• Aim of the task: Give every entry again, word for word and in full.

Records
--- begin ---

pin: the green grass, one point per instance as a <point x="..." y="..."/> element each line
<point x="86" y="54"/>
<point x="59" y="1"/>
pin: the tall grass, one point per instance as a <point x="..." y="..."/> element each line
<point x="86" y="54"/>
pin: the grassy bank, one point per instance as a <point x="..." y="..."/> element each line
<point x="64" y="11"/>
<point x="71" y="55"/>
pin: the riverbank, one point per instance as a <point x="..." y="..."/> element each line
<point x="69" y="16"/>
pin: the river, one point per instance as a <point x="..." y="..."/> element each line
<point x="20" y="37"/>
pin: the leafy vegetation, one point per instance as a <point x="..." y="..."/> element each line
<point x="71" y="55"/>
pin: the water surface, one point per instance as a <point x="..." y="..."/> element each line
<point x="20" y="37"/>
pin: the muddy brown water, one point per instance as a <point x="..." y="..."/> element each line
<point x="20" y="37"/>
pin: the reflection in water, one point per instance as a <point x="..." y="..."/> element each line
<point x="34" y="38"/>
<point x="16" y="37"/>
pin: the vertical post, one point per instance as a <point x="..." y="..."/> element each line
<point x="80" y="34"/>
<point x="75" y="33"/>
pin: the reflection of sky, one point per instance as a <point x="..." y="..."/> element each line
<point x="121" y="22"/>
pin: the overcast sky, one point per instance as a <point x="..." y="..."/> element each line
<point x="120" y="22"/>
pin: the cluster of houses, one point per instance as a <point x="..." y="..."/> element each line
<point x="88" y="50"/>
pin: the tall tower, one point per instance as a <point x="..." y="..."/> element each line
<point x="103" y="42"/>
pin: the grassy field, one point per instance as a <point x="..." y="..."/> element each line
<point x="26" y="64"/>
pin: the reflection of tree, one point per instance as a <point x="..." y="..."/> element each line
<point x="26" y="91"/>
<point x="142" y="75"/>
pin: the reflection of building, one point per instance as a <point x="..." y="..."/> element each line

--- end ---

• Task output:
pin: the green grass, one point per instance as a <point x="..." y="..."/> element each line
<point x="86" y="54"/>
<point x="59" y="1"/>
pin: the tall grass, one point per instance as a <point x="..." y="..."/> element each line
<point x="86" y="54"/>
pin: the grassy bank, one point per instance as a <point x="..." y="..."/> element each line
<point x="64" y="11"/>
<point x="71" y="55"/>
pin: the riverbank, one point per instance as a <point x="..." y="..."/> element each line
<point x="69" y="16"/>
pin: the river, one point per instance as a <point x="..." y="..."/> element each line
<point x="20" y="37"/>
pin: the leafy vegetation, one point per instance as a <point x="..." y="..."/> element each line
<point x="71" y="55"/>
pin: the water surface, one point per instance as a <point x="..." y="..."/> element each line
<point x="20" y="37"/>
pin: the muddy brown water, one point per instance as a <point x="..." y="..."/> element each line
<point x="20" y="37"/>
pin: the reflection in water, one point per instance as a <point x="..." y="..."/> element each line
<point x="34" y="38"/>
<point x="16" y="37"/>
pin: the vertical post, one point per instance as a <point x="..." y="..."/> element each line
<point x="80" y="34"/>
<point x="75" y="33"/>
pin: the reflection of sky, one point per instance as a <point x="..." y="..."/> element each line
<point x="121" y="22"/>
pin: the overcast sky, one point per instance as a <point x="..." y="..."/> element each line
<point x="120" y="22"/>
pin: the cluster of houses, one point per instance as a <point x="..." y="..."/> element each line
<point x="88" y="50"/>
pin: the tall tower, one point per instance as a <point x="..." y="..."/> element each line
<point x="103" y="42"/>
pin: the grassy field, one point per instance as a <point x="..." y="..."/> element each line
<point x="26" y="64"/>
pin: the reflection of tree, one point per instance as a <point x="..." y="..."/> element each line
<point x="26" y="91"/>
<point x="142" y="75"/>
pin: the reflection of building, one point per instance as a <point x="..." y="..."/> element each line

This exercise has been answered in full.